[TEXT SHOWN start]

Another classic nineteenth-century standards battle concerned the distribution of electricity. Thomas Edison promoted a direct current (DC) system of electrical power generation and distribution. Edison was the pioneer in building power systems, beginning in New York City in 1882. Edison’s direct current system was challenged by the alternating current (AC) technology developed and deployed in the United States by George Westinghouse. The key to the commercialization of AC was the development of the transformer, which permitted power to be transmitted efficiently at high voltages and then stepped down to lower voltages for local distribution and use. The AC technology permitted the distribution of electricity over far greater distances than did DC.

Thus was joined the “Battle of the Systems.” Each technology had pros and cons. Direct current had, for practical purposes relating to voltage drop, a one-mile limit between the generating station and the user, but it was more efficient at generating power. Direct current also had two significant commercial advantages: a head start and Edison’s imprimatur.

Unlike railroads, however, electricity was not in great need of standardization. Indeed, the two technologies initially did not compete directly but were deployed in regions suited to their relative strengths. DC was most attractive in densely populated urban areas, while AC made inroads in small towns.

Nonetheless, a battle royal ensued in the 1887–1892 period, a struggle that was by no means confined to competition in the marketplace but rather to the courtroom, the political arena, public relations, and academia. We can learn much today from the tactics followed by the rival camps.

The Edison group moved first with infringement actions against the Westinghouse forces, which forced Westinghouse to invent around Edison patents, including patents involving the Edison lamp. Edison also went to great lengths to convince the public that the AC system was unsafe, going so far as to patent the electric chair. Edison first demonstrated the electric chair using alternating current to electrocute a large dog, and then persuaded the State of New York to execute condemned criminals “by administration of an alternating current.” The Edison group even used the term “to Westinghouse” to refer to electrocution by alternating current. But electrocution was not the “killer app” of the power industry: lighting was what people wanted.

Ultimately, three factors ended the Battle of the Systems. First and foremost, advances in polyphase AC made it increasingly clear that AC was the superior alternative. Second, the rotary converter introduced in 1892 allowed existing DC stations to be integrated into AC systems, facilitating a graceful retreat for DC. Third, by 1890 Edison had sold his interests, leading to the formation of the General Electric Company in 1892, which was no longer a DC-only manufacturing entity. In this context, Edison’s efforts can be seen as an attempt to prevent or delay tipping toward AC, perhaps to obtain the most money in selling his DC interests. By 1893, both General Electric and Westinghouse were offering AC systems and the battle was over.

[TEXT SHOWN end]

• TASKS:
• A. The passage on the Battle of the Systems says the 1887–1892 struggle was not confined to the marketplace. List the other arenas where it says the struggle took place.
• B. Using the passage on the Battle of the Systems, say whether each statement agrees with it. Answer yes or no, and quote the words that decide it.
(i) Edison began building power systems in New York City in 1882.
(ii) DC was most attractive in small towns.
(iii) The rotary converter was introduced in 1890.

[INFORMATION SHOWN start]

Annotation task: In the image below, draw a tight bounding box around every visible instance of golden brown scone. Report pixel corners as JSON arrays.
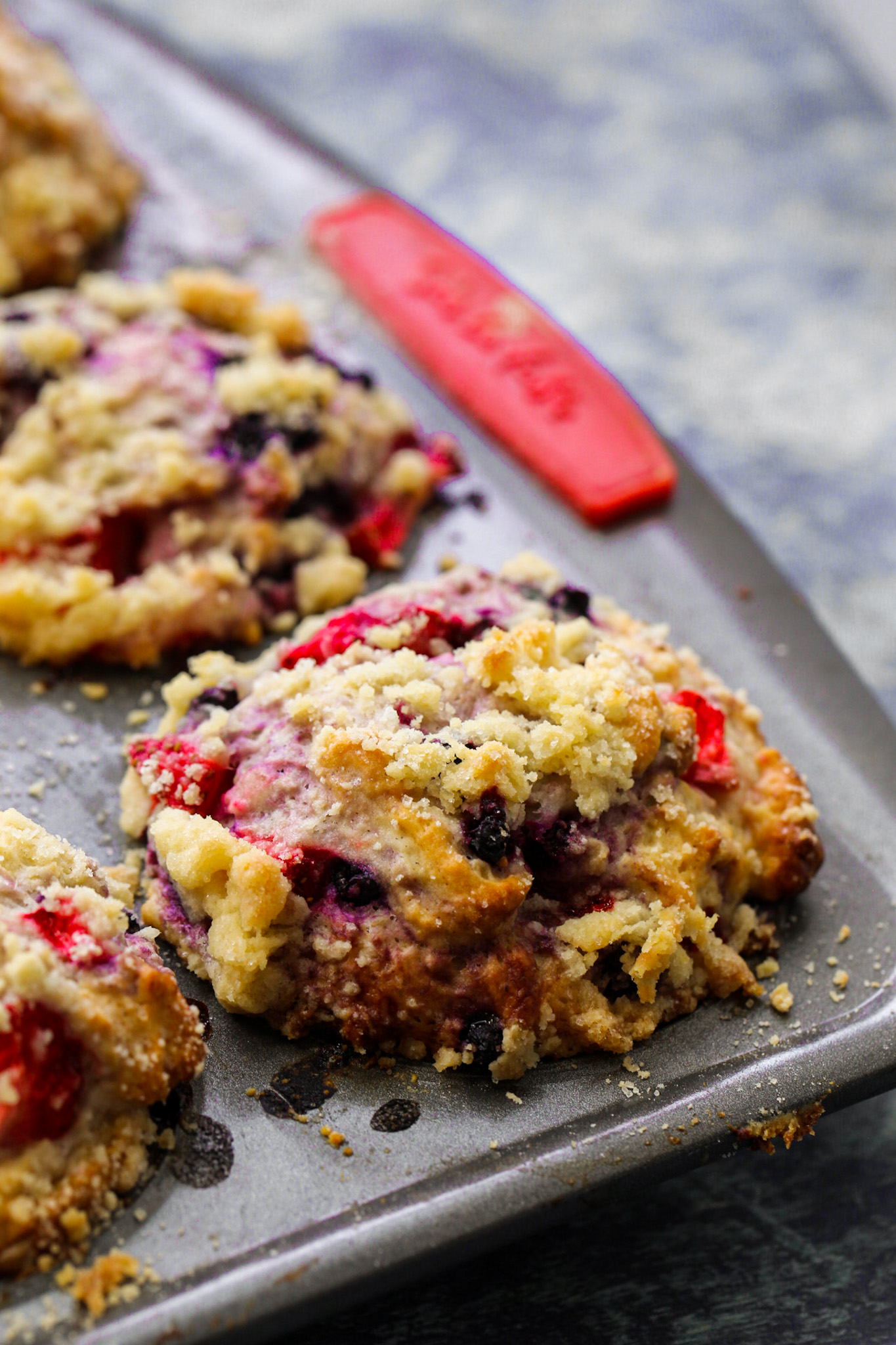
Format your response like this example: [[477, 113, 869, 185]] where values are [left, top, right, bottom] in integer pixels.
[[0, 271, 459, 667], [0, 808, 204, 1273], [122, 556, 822, 1078], [0, 9, 140, 295]]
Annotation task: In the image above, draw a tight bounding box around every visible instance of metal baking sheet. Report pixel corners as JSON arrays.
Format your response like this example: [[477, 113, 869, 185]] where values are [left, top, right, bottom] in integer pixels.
[[0, 0, 896, 1345]]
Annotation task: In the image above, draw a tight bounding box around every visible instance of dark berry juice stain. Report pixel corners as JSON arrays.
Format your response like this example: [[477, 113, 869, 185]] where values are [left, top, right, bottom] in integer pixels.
[[548, 584, 591, 616], [461, 1013, 503, 1065], [149, 1083, 194, 1134], [462, 789, 511, 864], [171, 1116, 234, 1190], [186, 996, 212, 1041], [259, 1046, 351, 1120], [371, 1097, 421, 1136]]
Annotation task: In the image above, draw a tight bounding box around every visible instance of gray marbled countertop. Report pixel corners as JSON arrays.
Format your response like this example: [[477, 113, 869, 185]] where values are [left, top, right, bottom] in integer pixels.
[[79, 0, 896, 1345]]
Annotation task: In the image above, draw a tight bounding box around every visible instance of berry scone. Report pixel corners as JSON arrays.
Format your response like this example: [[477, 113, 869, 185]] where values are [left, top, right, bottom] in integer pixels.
[[0, 271, 459, 667], [0, 9, 140, 293], [122, 554, 822, 1078], [0, 808, 204, 1273]]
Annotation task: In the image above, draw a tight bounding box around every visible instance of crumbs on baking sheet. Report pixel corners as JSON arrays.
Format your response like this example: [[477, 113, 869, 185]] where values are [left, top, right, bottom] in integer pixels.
[[56, 1251, 160, 1319]]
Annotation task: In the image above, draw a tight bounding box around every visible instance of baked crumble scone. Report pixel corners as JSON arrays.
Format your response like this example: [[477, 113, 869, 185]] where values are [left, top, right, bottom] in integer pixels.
[[0, 9, 140, 293], [122, 554, 822, 1078], [0, 808, 204, 1273], [0, 271, 459, 667]]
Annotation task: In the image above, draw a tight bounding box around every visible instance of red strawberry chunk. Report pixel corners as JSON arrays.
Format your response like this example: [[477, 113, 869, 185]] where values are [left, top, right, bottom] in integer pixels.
[[280, 603, 482, 669], [22, 897, 106, 967], [0, 1001, 83, 1149], [344, 433, 463, 569], [672, 689, 738, 789], [127, 733, 232, 815], [345, 500, 414, 569]]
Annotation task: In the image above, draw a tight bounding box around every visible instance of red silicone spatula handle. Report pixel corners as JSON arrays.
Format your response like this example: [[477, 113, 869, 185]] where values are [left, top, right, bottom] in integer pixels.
[[310, 192, 675, 523]]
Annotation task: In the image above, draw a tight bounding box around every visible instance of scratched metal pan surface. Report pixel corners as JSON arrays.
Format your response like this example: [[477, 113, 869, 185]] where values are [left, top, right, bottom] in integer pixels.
[[0, 0, 896, 1345]]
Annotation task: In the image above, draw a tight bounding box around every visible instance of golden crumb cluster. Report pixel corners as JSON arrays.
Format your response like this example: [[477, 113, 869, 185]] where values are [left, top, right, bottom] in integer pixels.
[[0, 808, 204, 1273], [0, 12, 140, 293], [0, 271, 458, 666]]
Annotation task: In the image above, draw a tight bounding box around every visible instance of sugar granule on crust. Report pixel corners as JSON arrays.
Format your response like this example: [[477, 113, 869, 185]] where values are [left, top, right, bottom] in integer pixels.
[[0, 808, 204, 1273], [0, 271, 461, 664], [0, 11, 140, 293], [122, 556, 822, 1078]]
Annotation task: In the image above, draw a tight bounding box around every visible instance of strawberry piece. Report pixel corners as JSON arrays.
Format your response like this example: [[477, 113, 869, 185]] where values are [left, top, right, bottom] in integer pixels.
[[22, 897, 106, 967], [0, 1001, 83, 1149], [344, 430, 463, 569], [672, 688, 738, 789], [127, 733, 234, 815], [344, 500, 414, 569], [280, 603, 482, 669]]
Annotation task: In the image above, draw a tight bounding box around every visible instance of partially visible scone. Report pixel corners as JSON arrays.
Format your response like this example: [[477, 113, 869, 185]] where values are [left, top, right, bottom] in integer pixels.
[[0, 11, 140, 293], [122, 556, 822, 1078], [0, 271, 459, 666], [0, 808, 204, 1273]]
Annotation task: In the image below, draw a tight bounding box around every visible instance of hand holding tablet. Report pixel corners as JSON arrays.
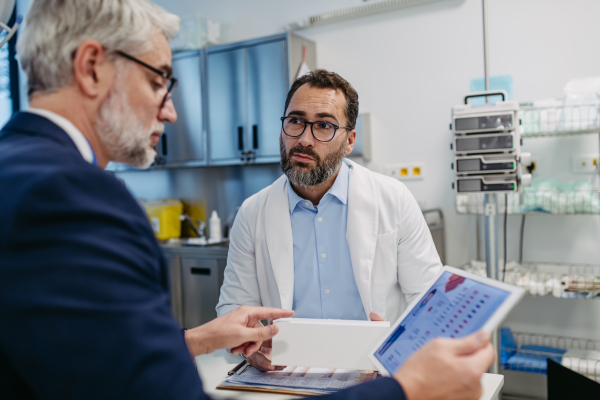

[INFORMATION SHOWN end]

• SOLUTION SET:
• A.
- the courtroom
- the political arena
- public relations
- academia

• B.
(i) Yes. "Edison was the pioneer in building power systems, beginning in New York City in 1882."
(ii) No. "DC was most attractive in densely populated urban areas, while AC made inroads in small towns."
(iii) No. "the rotary converter introduced in 1892"